Krieg teilt notwendig in Verbündete und Gegner, Freund und Feind. Wo es Feinde gibt, wird Hass gesät. Und Hass ist ein Gift, dass die Seele gründlich vergiften kann.
Nach dem letzten Krieg dauerte es in Europa lange, bis die Schäden beseitigt waren, die Häuser wieder standen, das Leben wieder seinen Gang ging. Die seelischen Wunden heilten noch viel langsamer, manche blieben dauerhaft. Versöhnung zwischen Gruppen und Völkern ist eine mühsame Arbeit. Schuld bleibt, Vergebung ist kostbar.
Ein Auslandseinsatz ist kein Krieg. Er kann die Soldaten allerdings in unerwartete und extreme Situationen führen. Er soll idealerweise ein Einsatz sein, der eher Kämpfe neutralisiert, Entspannung und politische Lösungen vorbereitet. Er kann aber auch jederzeit verstörende Erfahrungen mit sich bringen. Gewalt wird erlebt, Verletzungen und Tod sind möglich.
Es lohnt sich also in jedem Fall, miteinander zu sprechen.
Dass die Enkelin erklärt, warum sie Soldatin ist, was sie an dem Auftrag reizt, was  sie erleben möchte, welche Ideale sie hat. Welche Vorstellungen sie leiten: Abenteuer, Kameradschaft, etwas beitragen zu einer größeren Idee, Sehnsucht, etwas Bedeutsames zu tun.
Und es ist wichtig, dass der Großvater erzählt, was er erlebt hat und was ihn bis heute bewegt. Vor was er Angst hat, was er befürchtet. Was er für seine Enkelin wünscht. Wie er die großen Fragen von Krieg und Frieden sieht.
Es gibt da kein Richtig und Falsch. Berechtigte sachliche Argumente lassen sich für beides finden.
Es geht um die Seele. Wann sie Schaden nehmen kann. Wie man sie schützt. Für was man sich engagieren kann und soll. Welche Art Leben sich beide vorstellen und wünschen.

Ruth Bornhofen-Wentzel
war Leiterin der Ehe- und Sexualberatung im Haus der Volksarbeit in Frankfurt.

 

Verlangt viel Vorsicht
Werte leuchten durch Erfahrungen ein – mit dieser einprägsamen Formulierung beschrieb der Philosoph Richard Schaeffler einmal die Bedeutung von Erfahrungen für unsere Erkenntnis des
Guten oder Schlechten.
Wirklich zu wissen, was es heißt, im Krieg Soldat zu sein, ist etwas, das sich erst durch eigene Erfahrungen erschließt. Wie menschlich abgründig und negativ Erfahrungen in Kriegssituationen sind, spüren viele Menschen in der Ukraine seit dem Februar dieses Jahres am eigenen Leibe. Wir können kaum ermessen, wie groß dieses Leid ist, wenn wir nicht selbst Ähnliches erfahren haben. Daher treffen bei uns die Bilder diejenigen mit besonderer Wucht, die zum Beispiel in ihrer Kindheit noch den Zweiten Weltkrieg erlebt haben oder vor Bürgerkriegen geflohen sind.
#####
- AUFGABEN -
a: Beantworte diese Fragen zum Text über Krieg und Versöhnung:
(i) Was wird dort als Gift bezeichnet, das die Seele gründlich vergiften kann?
(ii) Welche Vorstellungen könnten die Enkelin leiten?
(iii) Welcher Philosoph wird mit einer Formulierung über Werte und Erfahrungen angeführt?
b: Führe den Text über Krieg und Versöhnung nach seinem letzten Satz fort.
#####
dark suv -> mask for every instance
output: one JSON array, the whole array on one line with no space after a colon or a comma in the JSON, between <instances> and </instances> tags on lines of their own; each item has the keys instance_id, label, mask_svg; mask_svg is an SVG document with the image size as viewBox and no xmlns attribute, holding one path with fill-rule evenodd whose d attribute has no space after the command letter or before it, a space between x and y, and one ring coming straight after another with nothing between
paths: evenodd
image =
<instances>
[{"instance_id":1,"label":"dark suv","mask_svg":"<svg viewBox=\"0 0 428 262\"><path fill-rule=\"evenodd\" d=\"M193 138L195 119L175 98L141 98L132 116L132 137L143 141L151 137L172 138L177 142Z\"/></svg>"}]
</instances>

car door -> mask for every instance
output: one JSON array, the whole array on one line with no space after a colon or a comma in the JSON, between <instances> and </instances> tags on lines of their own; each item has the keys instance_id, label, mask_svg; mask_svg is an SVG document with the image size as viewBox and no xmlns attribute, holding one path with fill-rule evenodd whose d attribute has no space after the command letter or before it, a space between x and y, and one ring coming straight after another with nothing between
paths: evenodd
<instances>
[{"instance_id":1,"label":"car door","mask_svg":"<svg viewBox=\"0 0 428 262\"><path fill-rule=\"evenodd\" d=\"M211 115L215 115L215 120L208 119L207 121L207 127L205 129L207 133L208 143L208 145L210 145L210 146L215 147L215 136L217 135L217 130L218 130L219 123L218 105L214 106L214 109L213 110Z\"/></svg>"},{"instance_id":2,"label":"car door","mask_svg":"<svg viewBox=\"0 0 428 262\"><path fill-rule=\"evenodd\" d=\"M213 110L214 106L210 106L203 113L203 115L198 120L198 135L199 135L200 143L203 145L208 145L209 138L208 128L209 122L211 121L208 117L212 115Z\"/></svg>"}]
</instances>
#####
- LÖSUNGEN -
a:
(i) Hass.
(ii) Abenteuer, Kameradschaft, etwas zu einer größeren Idee beitragen, Sehnsucht, etwas Bedeutsames zu tun.
(iii) Richard Schaeffler.

b:
Sich für einen Auslandseinsatz der Bundeswehr zu entschließen, ist alles andere als eine Entscheidung, die leichthin zu treffen ist. Vollumfänglich zu erfassen, was ein solcher Einsatz bedeuten kann, ist vermutlich im Vorfeld nicht möglich. Da Erzählungen Erfahrungen transportieren können, ist ein Gespräch mit jemandem, der in seinem Leben Krieg erlebt hat, durch nichts zu ersetzen. Daher leuchtet es unmittelbar ein, mit der Enkelin über die eigenen Erfahrungen sprechen zu wollen.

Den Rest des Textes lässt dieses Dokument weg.